═════ DATA PROVIDED

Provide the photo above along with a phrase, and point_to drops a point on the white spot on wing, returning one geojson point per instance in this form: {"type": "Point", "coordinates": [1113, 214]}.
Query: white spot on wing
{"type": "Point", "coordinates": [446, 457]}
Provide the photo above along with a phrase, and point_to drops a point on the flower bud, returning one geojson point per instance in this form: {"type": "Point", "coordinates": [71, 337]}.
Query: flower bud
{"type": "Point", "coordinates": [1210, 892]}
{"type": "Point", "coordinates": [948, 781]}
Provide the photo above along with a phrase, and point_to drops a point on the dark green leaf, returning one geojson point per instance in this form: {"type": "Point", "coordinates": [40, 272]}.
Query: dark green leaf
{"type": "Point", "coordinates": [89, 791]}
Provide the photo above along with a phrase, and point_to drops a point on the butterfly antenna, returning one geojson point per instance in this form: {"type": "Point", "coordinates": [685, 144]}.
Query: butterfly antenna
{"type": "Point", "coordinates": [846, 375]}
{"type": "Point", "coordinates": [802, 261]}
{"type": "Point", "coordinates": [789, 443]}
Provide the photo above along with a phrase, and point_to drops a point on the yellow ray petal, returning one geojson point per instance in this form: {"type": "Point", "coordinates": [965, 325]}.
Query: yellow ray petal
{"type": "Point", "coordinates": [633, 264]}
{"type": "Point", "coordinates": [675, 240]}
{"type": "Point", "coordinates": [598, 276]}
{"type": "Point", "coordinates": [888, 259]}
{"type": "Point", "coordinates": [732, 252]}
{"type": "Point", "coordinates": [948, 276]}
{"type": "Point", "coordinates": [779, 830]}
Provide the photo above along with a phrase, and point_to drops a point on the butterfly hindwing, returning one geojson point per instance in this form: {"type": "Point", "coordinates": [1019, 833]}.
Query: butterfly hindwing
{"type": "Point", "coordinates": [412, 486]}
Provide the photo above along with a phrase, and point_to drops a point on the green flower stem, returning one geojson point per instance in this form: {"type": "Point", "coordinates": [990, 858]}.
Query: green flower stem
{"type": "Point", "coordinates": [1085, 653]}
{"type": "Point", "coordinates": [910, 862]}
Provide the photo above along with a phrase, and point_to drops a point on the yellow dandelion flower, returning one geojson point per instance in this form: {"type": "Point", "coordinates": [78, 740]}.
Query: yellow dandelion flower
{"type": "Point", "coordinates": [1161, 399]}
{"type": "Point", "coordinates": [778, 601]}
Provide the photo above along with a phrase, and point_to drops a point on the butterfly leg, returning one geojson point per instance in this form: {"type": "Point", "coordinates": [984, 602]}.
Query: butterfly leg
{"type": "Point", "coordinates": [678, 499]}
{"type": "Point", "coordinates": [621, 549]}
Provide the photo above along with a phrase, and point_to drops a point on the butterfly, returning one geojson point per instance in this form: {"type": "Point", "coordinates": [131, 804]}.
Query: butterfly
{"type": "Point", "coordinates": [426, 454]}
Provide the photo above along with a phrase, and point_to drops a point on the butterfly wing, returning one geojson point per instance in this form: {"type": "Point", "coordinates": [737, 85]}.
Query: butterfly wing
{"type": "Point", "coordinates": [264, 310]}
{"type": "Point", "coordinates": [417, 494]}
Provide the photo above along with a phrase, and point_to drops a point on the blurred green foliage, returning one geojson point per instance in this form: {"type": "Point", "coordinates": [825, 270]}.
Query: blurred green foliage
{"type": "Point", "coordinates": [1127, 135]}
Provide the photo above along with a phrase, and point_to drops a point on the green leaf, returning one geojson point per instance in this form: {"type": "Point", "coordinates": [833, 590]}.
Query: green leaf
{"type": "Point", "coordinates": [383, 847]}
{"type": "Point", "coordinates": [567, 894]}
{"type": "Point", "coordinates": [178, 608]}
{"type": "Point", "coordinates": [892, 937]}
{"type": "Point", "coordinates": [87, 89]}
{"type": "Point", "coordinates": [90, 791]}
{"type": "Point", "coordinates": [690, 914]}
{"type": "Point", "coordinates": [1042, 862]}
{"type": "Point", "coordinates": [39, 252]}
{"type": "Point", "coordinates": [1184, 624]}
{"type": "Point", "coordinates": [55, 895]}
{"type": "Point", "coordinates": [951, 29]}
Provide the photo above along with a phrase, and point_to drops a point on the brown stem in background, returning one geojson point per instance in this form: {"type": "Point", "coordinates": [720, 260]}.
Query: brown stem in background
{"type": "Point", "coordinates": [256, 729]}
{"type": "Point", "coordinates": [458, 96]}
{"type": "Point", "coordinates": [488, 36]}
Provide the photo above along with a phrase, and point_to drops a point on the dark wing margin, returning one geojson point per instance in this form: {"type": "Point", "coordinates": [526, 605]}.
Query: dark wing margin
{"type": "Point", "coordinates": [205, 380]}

══════════

Reproduce the records exactly, keeping every line.

**YOUR RESPONSE**
Provide the photo above along with a phrase, and point_to drops a point on the white spot on wing, returning one geojson point per instance in this form: {"type": "Point", "coordinates": [1113, 214]}.
Query: white spot on wing
{"type": "Point", "coordinates": [446, 457]}
Provide the photo above along with a phrase, and point_to drops a point on the flower bud, returning one geojson point per instance in this form: {"type": "Point", "coordinates": [71, 337]}.
Query: flower bud
{"type": "Point", "coordinates": [1210, 892]}
{"type": "Point", "coordinates": [948, 781]}
Provide the photo above along with a phrase, and point_to drops a point on the dark green leaf, returning one geojson point per instance in this form: {"type": "Point", "coordinates": [40, 272]}.
Query: dark green leaf
{"type": "Point", "coordinates": [89, 791]}
Provide the photo above along with a phrase, and point_to drops a point on the butterfly antenna, returning one geojson point per instance in this form: {"type": "Point", "coordinates": [685, 144]}.
Query: butterfly antenna
{"type": "Point", "coordinates": [846, 375]}
{"type": "Point", "coordinates": [802, 261]}
{"type": "Point", "coordinates": [789, 443]}
Provide the photo above along with a phrase, and point_to drops a point on the yellow ray petal, returning one geojson point per instance in this form: {"type": "Point", "coordinates": [965, 325]}.
Query: yellow ray petal
{"type": "Point", "coordinates": [633, 264]}
{"type": "Point", "coordinates": [675, 240]}
{"type": "Point", "coordinates": [598, 276]}
{"type": "Point", "coordinates": [888, 259]}
{"type": "Point", "coordinates": [732, 252]}
{"type": "Point", "coordinates": [948, 276]}
{"type": "Point", "coordinates": [779, 830]}
Provide the photo above along with a phrase, and point_to drops a point on the butterfly hindwing, returning one geojson point per instance in this form: {"type": "Point", "coordinates": [1019, 833]}.
Query: butterfly hindwing
{"type": "Point", "coordinates": [412, 486]}
Provide the photo above along with a phrase, and point_to drops a point on the green flower stem, returning one geojson point per instance in this form: {"type": "Point", "coordinates": [990, 858]}.
Query: green flower stem
{"type": "Point", "coordinates": [1085, 653]}
{"type": "Point", "coordinates": [910, 862]}
Provide the photo above along with a phrase, and point_to drops a point on the yellow dandelion flower, returning one geojson point per instance in this form: {"type": "Point", "coordinates": [78, 740]}.
Query: yellow dandelion flower
{"type": "Point", "coordinates": [1161, 399]}
{"type": "Point", "coordinates": [778, 601]}
Provide the photo above along with a phrase, and point_to drops a point on the butterfly leg, returning one geojson point per instance in this form: {"type": "Point", "coordinates": [984, 602]}.
Query: butterfly leg
{"type": "Point", "coordinates": [678, 499]}
{"type": "Point", "coordinates": [621, 549]}
Provide the photo above along with a phrase, and point_to drops a point on the butterfly, returning one geojson point per instance in this form: {"type": "Point", "coordinates": [131, 804]}.
Query: butterfly
{"type": "Point", "coordinates": [426, 454]}
Provide the photo above along with a phrase, and point_to drops a point on the butterfly wing, returning one geojson point per instance in this form: {"type": "Point", "coordinates": [737, 85]}.
Query: butterfly wing
{"type": "Point", "coordinates": [264, 310]}
{"type": "Point", "coordinates": [417, 494]}
Provide the photo above along with a phrase, and point_to drops a point on the blurred green foliage, returning one geojson point per instance in this form: {"type": "Point", "coordinates": [825, 270]}.
Query: blurred green foliage
{"type": "Point", "coordinates": [1127, 135]}
Provide the photo above along with a phrase, and point_to drops a point on the green leaf, returning one geojson point per instance in this form: {"type": "Point", "coordinates": [833, 590]}.
Query: green leaf
{"type": "Point", "coordinates": [383, 847]}
{"type": "Point", "coordinates": [567, 894]}
{"type": "Point", "coordinates": [178, 608]}
{"type": "Point", "coordinates": [892, 937]}
{"type": "Point", "coordinates": [87, 89]}
{"type": "Point", "coordinates": [90, 791]}
{"type": "Point", "coordinates": [690, 914]}
{"type": "Point", "coordinates": [1042, 862]}
{"type": "Point", "coordinates": [39, 252]}
{"type": "Point", "coordinates": [1184, 624]}
{"type": "Point", "coordinates": [55, 895]}
{"type": "Point", "coordinates": [951, 29]}
Provide the photo above along with a phrase, and point_to drops a point on the brown stem in background, returning one geojson point per instance in this form: {"type": "Point", "coordinates": [720, 260]}.
Query: brown stem in background
{"type": "Point", "coordinates": [256, 729]}
{"type": "Point", "coordinates": [458, 96]}
{"type": "Point", "coordinates": [488, 36]}
Provide the photo above along with a phrase, and point_to drops a point on the dark wing margin, returning one geojson point per instance in this form: {"type": "Point", "coordinates": [526, 605]}.
Query: dark wing margin
{"type": "Point", "coordinates": [205, 380]}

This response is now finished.